-- Start of Supplied text --

Vallenfyre – Fear Those Who Fear Him (Album Review)

For those who follow UK Doom pioneers Paradise Lost, a bit of a monster has been brewing since 2011; a monster that erupted out of the very heart and soul of legendary Guitar Player Gregor Mackintosh, and that monster is known as Vallenfyre. Borne from the ashes of the man’s own grief at the loss of his father, what began as catharsis has metabolized into a pretty solid career path. Now onto album number three, Vallenfyre spits forth Fear Those Who Fear Him boldly into a world already chock full of Death Metal bands and Death Metal albums.

With the backing of Century Media Records and the pedigree Mackintosh bears, the album is guaranteed to get a lot of attention. The question becomes and remains: what kind of mark will such a product make in an already overwhelmingly crowded scene? Is this just another supergroup recycling their youth, or are Vallenfyre a force unto themselves?

-- End of Supplied text --
-- Start of Data excerpts --

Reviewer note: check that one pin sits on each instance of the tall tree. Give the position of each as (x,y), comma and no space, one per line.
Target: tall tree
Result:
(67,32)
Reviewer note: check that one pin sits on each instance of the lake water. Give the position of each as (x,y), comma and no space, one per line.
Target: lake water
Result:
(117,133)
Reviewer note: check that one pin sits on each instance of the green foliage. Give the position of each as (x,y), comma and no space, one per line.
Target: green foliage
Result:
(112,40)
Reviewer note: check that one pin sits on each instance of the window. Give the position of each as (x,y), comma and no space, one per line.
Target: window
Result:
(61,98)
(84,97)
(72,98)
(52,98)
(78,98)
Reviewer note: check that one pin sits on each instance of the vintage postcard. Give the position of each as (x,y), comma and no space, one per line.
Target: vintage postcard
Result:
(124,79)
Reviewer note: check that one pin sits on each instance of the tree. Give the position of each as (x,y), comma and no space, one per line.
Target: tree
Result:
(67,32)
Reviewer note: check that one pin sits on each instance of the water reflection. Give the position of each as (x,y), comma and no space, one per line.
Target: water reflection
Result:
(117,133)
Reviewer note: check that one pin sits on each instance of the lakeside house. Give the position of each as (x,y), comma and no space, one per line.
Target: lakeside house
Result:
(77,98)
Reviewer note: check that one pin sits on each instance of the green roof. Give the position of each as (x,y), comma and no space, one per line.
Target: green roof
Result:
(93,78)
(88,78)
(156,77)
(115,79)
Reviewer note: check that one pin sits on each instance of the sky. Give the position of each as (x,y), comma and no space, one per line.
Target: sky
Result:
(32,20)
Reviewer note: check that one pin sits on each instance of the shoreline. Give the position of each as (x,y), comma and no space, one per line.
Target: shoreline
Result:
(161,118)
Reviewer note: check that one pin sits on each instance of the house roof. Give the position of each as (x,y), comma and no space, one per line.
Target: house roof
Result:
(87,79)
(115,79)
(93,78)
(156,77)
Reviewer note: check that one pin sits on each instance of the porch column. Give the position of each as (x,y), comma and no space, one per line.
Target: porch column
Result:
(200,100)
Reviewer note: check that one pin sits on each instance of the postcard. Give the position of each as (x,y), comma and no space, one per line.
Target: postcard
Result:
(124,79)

-- End of Data excerpts --
-- Start of Data excerpts --

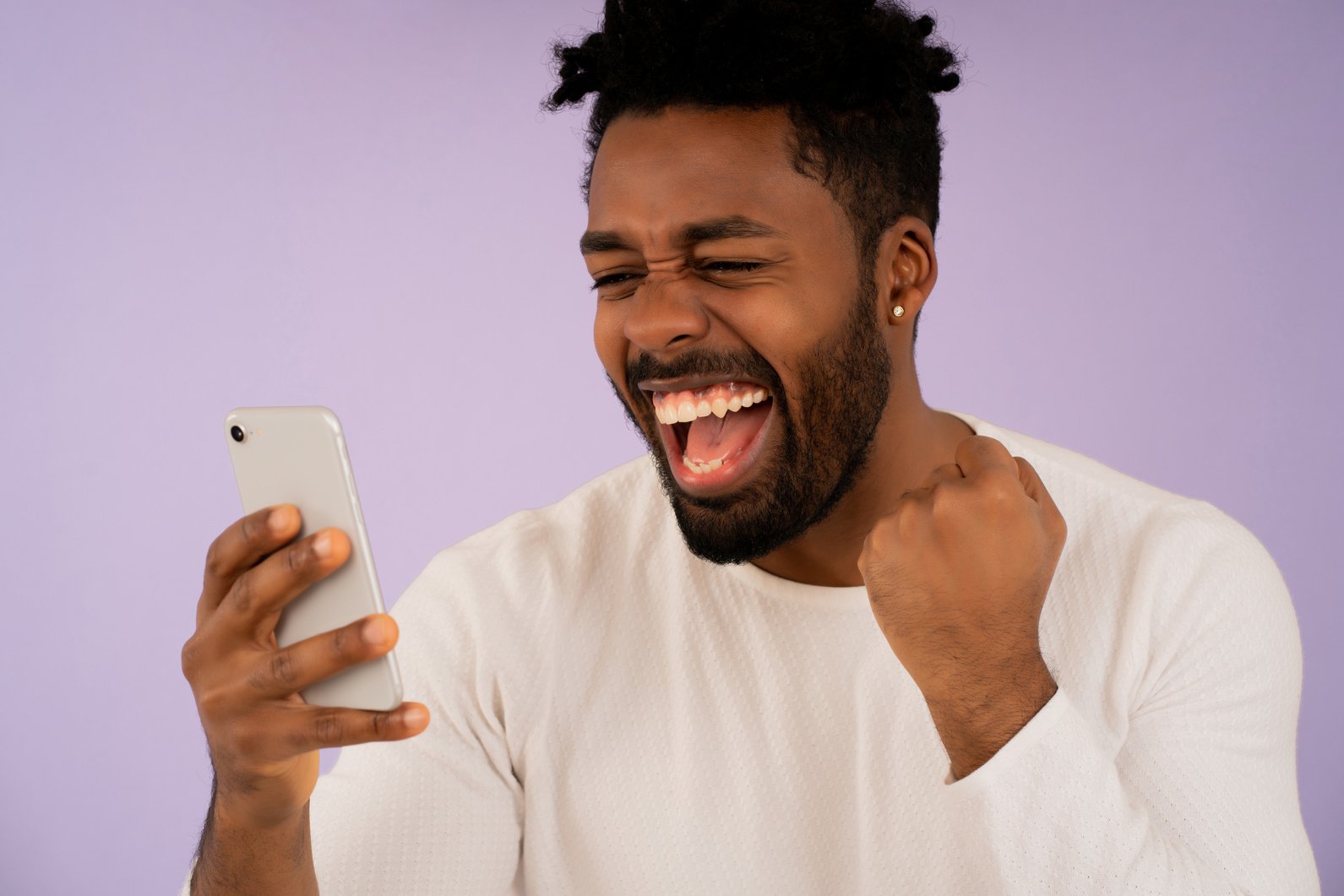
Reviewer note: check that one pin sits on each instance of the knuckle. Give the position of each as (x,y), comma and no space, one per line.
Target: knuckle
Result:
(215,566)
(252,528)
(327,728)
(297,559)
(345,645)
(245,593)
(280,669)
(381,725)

-- End of Data excerpts --
-- Start of Data excerpts --

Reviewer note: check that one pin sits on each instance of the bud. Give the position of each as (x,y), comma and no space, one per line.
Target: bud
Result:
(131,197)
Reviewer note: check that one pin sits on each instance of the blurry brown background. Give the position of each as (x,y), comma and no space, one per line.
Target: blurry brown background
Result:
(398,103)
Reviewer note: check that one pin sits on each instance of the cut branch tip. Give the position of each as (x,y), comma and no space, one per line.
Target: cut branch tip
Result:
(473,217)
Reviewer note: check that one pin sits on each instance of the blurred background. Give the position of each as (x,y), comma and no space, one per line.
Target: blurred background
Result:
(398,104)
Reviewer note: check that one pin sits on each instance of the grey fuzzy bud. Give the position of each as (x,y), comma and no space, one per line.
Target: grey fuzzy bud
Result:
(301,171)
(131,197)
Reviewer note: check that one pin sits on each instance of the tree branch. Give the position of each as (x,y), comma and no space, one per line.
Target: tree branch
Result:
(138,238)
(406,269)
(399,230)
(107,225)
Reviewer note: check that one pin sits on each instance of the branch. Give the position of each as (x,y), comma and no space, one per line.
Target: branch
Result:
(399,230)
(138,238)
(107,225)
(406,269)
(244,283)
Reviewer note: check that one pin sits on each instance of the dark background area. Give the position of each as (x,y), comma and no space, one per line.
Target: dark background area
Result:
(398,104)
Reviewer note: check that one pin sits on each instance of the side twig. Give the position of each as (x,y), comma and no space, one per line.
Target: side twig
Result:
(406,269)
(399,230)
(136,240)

-- End of Data excerpts --

Set tasks —
• A. Update the stretch of the Vallenfyre review from "Vallenfyre – Fear" through "Death Metal albums.", putting "beast" in place of "monster".
• B. According to the Vallenfyre review, which record label is backing the album?
The material has no connection to the Vallenfyre review.

Task results —
• A.
Vallenfyre – Fear Those Who Fear Him (Album Review)

For those who follow UK Doom pioneers Paradise Lost, a bit of a beast has been brewing since 2011; a beast that erupted out of the very heart and soul of legendary Guitar Player Gregor Mackintosh, and that beast is known as Vallenfyre. Borne from the ashes of the man’s own grief at the loss of his father, what began as catharsis has metabolized into a pretty solid career path. Now onto album number three, Vallenfyre spits forth Fear Those Who Fear Him boldly into a world already chock full of Death Metal bands and Death Metal albums.

• B. Century Media Records